# Work order
As the answer, give every line of the records that includes the word "queried".

(Stored records)
++++++++

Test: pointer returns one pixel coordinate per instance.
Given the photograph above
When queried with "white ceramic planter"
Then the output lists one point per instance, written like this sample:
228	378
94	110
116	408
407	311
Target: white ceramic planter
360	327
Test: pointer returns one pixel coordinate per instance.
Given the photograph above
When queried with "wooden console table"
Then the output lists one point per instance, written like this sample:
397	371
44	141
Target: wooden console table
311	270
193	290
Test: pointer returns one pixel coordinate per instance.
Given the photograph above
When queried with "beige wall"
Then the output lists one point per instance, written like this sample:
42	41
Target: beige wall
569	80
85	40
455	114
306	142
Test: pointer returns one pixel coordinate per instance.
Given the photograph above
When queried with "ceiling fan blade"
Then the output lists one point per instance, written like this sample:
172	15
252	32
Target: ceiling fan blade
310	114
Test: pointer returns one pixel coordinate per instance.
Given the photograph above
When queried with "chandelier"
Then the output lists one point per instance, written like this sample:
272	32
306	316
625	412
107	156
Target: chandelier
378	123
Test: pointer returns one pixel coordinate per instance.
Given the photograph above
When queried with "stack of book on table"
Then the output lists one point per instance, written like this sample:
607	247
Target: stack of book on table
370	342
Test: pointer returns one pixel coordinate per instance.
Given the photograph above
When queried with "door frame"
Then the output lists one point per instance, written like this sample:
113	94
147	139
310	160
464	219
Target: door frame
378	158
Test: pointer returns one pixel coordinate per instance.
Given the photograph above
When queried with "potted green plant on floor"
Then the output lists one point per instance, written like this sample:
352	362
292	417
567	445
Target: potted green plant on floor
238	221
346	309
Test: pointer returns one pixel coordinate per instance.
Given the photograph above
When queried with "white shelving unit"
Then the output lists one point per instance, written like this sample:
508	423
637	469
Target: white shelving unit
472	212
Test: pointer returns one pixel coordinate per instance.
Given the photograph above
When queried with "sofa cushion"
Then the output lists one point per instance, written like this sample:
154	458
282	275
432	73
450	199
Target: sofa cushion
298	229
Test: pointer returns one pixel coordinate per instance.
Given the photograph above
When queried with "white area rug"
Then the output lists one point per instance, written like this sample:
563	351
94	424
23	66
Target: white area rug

++++++++

# Response
When queried with "white ceramic planter"
When queried with "wooden console table"
When queried with "beige wall"
When queried with "ceiling fan blade"
When queried with "chandelier"
When queried with "stack of book on table"
When queried with "door frame"
When queried with "potted green plant on floor"
When queried with "white shelving unit"
When queried with "sofa cushion"
When queried with "white area rug"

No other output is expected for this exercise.